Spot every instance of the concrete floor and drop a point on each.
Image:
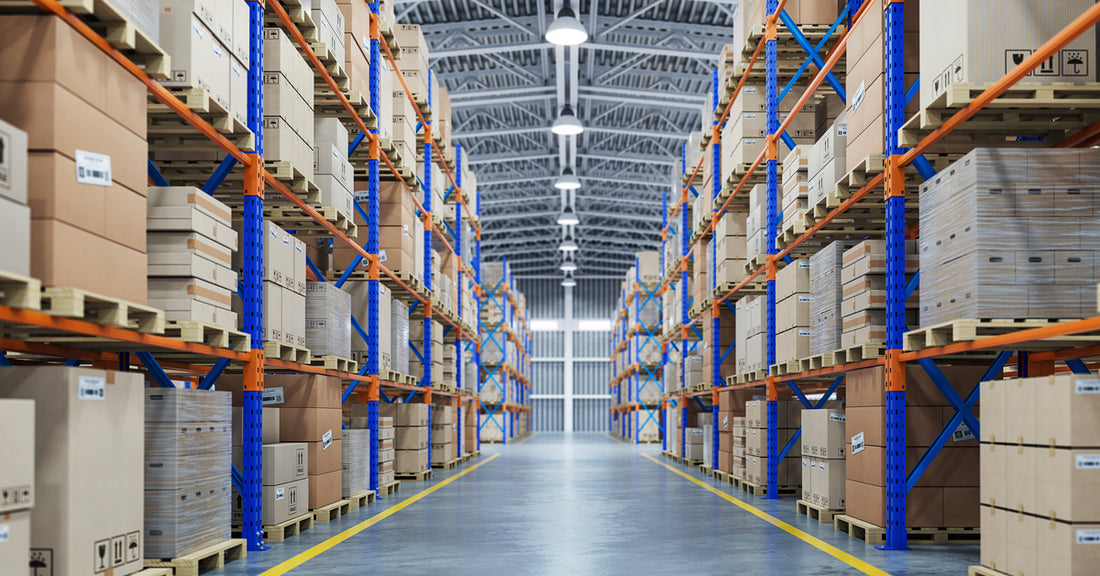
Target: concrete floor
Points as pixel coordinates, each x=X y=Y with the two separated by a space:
x=583 y=505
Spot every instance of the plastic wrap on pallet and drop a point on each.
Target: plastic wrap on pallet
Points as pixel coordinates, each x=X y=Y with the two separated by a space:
x=328 y=330
x=355 y=460
x=1010 y=233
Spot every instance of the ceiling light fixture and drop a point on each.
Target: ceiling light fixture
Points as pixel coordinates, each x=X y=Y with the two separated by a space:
x=567 y=123
x=567 y=30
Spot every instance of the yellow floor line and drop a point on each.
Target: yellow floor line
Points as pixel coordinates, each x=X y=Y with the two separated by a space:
x=820 y=544
x=323 y=546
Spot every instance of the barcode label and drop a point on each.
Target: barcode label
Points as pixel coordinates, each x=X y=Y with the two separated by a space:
x=857 y=443
x=91 y=388
x=92 y=168
x=1089 y=462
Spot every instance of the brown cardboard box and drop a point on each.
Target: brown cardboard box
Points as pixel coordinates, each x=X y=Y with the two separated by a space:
x=68 y=403
x=325 y=488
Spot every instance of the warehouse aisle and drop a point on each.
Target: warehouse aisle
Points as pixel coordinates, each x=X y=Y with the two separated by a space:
x=581 y=505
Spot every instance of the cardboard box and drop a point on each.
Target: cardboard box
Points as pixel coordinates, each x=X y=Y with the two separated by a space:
x=68 y=403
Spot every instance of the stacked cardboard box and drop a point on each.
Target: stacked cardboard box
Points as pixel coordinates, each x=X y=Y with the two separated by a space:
x=17 y=482
x=102 y=469
x=1038 y=475
x=756 y=442
x=386 y=452
x=331 y=168
x=946 y=495
x=190 y=251
x=792 y=311
x=826 y=297
x=1009 y=233
x=442 y=434
x=411 y=436
x=284 y=285
x=355 y=462
x=188 y=434
x=14 y=214
x=751 y=325
x=823 y=457
x=85 y=120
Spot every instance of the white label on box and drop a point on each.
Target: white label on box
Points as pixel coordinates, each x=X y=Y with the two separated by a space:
x=1090 y=386
x=1088 y=536
x=273 y=396
x=1090 y=462
x=91 y=388
x=858 y=99
x=857 y=443
x=92 y=168
x=963 y=433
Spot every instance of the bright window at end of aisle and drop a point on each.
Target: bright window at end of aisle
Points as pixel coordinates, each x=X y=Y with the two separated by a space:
x=594 y=325
x=543 y=325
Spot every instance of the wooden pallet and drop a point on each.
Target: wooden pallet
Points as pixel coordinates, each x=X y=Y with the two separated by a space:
x=817 y=512
x=974 y=329
x=330 y=512
x=290 y=528
x=360 y=499
x=420 y=476
x=103 y=310
x=447 y=465
x=334 y=363
x=20 y=291
x=1027 y=109
x=209 y=558
x=286 y=352
x=209 y=334
x=168 y=132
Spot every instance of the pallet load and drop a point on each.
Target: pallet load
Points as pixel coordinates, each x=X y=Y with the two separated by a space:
x=105 y=532
x=792 y=311
x=284 y=286
x=14 y=214
x=1038 y=467
x=331 y=168
x=756 y=442
x=17 y=480
x=826 y=292
x=188 y=489
x=411 y=436
x=79 y=181
x=190 y=245
x=946 y=495
x=823 y=457
x=288 y=104
x=1008 y=233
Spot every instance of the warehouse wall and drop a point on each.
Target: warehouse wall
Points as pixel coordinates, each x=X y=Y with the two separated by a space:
x=571 y=351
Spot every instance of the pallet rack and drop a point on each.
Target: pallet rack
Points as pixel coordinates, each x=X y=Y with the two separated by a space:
x=1023 y=342
x=201 y=363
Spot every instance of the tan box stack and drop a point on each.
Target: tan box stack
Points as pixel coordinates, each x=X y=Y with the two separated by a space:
x=17 y=482
x=14 y=214
x=442 y=434
x=85 y=120
x=105 y=531
x=823 y=457
x=411 y=436
x=188 y=490
x=1040 y=474
x=756 y=442
x=826 y=297
x=947 y=494
x=1010 y=233
x=792 y=311
x=190 y=251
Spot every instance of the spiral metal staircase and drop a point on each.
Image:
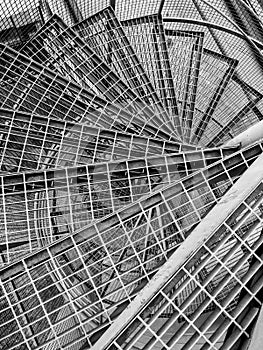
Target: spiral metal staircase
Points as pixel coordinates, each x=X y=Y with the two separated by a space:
x=131 y=169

*PROBLEM DETAILS:* From the records above, reproduce exactly the lines from the one with "Spot every instance of the yellow" to the one with "Spot every instance of the stacked", both included, and no others.

*RESPONSE TO THIS EXERCISE:*
Spot every instance of the yellow floor line and drop a point on each.
Target: yellow floor line
Points as pixel coordinates, each x=X y=Y with the two separated by a space:
x=820 y=544
x=323 y=546
Spot every instance of the barcode label and drop a point on each.
Target: barcode label
Points as pixel coordinates, each x=X y=Y with the two separated by a space:
x=857 y=443
x=91 y=388
x=92 y=168
x=1089 y=462
Spot every instance of the brown cardboard box and drop a point on each.
Target: brown cardboard box
Points as pixel coordinates, each x=X y=Y with the two separated by a space:
x=68 y=403
x=325 y=488
Spot every instance of the warehouse aisle and drop a point on each.
Target: warehouse aisle
Points as pixel coordinates, each x=X y=Y with the two separated by a space:
x=581 y=505
Spot every instance of the cardboard box and drop a point on each.
Target: cardboard box
Points as pixel coordinates, each x=X y=Y with the two separated by a space:
x=68 y=403
Spot every instance of the stacked cardboard box and drop a point on each.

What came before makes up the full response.